▶ [WHAT THE EXERCISE ASKS]: Scan the lines below for the string "item" and copy every one that has it.

┌─ GIVEN ENTRIES

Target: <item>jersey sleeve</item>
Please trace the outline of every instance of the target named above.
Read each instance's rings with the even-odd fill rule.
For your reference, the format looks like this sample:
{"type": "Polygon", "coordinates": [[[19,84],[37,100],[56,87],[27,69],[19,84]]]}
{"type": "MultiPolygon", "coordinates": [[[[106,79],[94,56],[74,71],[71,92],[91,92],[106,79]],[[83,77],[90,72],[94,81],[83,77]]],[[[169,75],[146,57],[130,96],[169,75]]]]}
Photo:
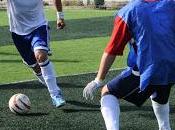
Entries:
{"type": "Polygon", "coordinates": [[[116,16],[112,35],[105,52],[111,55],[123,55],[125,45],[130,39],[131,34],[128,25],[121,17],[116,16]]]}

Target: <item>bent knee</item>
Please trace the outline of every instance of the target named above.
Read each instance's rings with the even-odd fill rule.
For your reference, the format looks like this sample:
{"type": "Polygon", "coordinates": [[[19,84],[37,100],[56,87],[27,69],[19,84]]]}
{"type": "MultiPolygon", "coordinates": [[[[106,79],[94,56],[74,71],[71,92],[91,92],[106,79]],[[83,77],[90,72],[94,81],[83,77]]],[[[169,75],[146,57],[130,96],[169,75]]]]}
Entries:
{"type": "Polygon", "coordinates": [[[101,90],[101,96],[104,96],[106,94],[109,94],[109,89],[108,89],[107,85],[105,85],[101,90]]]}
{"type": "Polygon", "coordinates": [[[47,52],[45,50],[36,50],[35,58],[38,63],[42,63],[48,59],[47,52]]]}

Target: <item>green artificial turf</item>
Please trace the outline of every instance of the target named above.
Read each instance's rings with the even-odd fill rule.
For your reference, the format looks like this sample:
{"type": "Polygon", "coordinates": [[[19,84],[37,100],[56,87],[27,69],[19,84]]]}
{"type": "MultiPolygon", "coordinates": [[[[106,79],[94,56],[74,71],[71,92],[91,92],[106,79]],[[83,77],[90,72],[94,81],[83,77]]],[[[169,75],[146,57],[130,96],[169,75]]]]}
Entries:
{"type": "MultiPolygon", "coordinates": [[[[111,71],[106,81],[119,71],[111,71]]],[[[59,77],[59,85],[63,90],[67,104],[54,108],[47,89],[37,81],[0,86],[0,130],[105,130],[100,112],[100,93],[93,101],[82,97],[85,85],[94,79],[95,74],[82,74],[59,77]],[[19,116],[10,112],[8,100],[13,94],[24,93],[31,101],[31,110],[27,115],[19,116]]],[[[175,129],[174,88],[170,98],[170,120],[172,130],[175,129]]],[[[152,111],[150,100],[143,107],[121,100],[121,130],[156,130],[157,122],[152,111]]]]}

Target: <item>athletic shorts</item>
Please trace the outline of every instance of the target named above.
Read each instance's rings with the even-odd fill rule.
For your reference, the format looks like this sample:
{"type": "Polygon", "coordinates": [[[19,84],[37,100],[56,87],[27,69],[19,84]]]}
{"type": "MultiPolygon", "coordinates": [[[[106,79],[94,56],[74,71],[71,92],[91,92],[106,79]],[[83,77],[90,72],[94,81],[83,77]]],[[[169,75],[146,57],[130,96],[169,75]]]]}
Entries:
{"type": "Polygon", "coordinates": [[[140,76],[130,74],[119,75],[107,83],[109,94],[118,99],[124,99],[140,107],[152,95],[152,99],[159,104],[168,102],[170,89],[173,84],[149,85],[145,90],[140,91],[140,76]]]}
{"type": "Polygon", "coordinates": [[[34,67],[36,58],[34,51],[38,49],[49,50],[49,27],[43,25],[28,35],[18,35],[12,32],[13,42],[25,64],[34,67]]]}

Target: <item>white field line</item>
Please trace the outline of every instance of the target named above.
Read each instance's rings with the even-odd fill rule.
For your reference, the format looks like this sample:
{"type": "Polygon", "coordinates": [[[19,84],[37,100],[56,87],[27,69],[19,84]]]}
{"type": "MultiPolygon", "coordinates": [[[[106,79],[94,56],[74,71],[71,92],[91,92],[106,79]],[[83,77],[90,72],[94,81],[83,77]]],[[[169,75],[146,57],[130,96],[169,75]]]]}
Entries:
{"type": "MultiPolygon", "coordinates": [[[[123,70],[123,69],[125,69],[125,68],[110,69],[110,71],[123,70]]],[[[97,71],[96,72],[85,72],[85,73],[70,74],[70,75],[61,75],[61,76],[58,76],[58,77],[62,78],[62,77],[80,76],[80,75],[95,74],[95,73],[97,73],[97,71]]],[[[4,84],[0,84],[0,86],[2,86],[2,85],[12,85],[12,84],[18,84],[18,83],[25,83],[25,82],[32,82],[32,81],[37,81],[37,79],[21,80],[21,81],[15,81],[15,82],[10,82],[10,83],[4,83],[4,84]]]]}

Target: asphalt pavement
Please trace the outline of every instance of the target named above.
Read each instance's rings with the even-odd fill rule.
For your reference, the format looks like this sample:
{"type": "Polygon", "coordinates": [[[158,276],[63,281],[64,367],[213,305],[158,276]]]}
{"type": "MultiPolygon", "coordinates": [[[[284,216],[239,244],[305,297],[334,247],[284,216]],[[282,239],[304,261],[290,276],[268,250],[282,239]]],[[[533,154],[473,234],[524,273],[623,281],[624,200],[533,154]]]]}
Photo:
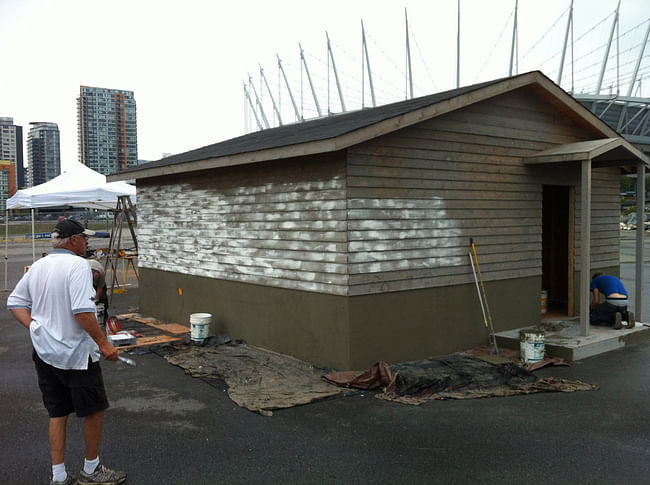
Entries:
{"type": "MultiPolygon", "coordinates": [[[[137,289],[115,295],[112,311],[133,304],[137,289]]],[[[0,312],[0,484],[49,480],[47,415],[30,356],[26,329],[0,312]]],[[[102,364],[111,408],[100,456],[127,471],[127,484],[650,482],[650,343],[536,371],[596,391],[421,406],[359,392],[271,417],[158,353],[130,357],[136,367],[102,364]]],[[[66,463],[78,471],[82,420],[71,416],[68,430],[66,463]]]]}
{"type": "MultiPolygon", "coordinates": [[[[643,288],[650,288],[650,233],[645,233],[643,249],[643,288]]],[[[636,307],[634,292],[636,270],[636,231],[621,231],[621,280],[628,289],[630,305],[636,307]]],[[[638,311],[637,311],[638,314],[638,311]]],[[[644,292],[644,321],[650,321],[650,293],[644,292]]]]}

└─
┌─ GIVEN ENTRIES

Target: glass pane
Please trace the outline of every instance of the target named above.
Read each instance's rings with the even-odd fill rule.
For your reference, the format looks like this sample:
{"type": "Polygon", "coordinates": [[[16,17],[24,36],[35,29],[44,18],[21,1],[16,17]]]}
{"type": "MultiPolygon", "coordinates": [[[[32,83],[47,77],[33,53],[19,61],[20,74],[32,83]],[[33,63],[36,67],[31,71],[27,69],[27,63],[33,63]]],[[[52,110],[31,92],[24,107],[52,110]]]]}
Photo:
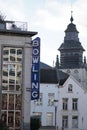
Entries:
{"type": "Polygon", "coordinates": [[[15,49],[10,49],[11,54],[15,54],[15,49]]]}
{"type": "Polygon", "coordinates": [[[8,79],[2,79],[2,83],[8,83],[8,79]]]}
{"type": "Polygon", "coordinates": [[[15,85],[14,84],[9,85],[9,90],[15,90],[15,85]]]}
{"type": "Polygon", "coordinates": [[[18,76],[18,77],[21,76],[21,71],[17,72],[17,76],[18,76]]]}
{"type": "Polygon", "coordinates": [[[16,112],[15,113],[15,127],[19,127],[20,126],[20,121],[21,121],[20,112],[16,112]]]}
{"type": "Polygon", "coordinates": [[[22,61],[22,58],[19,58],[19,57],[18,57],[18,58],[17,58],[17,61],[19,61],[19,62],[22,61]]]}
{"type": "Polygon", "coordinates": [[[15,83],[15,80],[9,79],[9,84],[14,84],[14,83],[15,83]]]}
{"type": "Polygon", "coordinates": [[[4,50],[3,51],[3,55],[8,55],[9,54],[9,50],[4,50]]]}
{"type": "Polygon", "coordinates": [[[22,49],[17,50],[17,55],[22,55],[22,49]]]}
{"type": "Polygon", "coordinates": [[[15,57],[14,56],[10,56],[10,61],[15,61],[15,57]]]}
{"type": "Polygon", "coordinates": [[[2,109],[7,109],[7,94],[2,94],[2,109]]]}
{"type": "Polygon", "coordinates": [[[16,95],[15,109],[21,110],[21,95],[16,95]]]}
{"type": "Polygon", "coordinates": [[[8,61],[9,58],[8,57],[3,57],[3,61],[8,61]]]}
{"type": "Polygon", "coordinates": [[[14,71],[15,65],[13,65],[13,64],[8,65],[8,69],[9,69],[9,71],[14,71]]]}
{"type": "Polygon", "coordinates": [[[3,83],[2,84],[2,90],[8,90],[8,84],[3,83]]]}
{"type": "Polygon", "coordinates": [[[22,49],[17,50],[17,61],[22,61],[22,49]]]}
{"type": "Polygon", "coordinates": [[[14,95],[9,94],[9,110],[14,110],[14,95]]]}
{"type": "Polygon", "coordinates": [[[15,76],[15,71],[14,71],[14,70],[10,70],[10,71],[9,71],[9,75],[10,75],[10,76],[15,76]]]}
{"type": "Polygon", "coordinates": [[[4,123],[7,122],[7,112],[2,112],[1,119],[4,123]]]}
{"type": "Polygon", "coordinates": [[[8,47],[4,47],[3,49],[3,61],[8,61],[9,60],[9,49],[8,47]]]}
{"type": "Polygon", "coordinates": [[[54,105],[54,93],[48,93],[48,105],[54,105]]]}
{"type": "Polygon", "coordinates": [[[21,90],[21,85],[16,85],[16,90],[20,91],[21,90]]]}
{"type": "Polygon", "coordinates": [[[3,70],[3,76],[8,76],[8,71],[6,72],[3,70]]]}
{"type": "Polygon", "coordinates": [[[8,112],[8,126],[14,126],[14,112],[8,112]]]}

└─

▶ [OUTPUT BELOW]:
Target: <item>jersey sleeve</item>
Target: <item>bent knee</item>
Target: <item>green artificial turf</item>
Target: <item>athletic shorts</item>
Target: <item>white field line</item>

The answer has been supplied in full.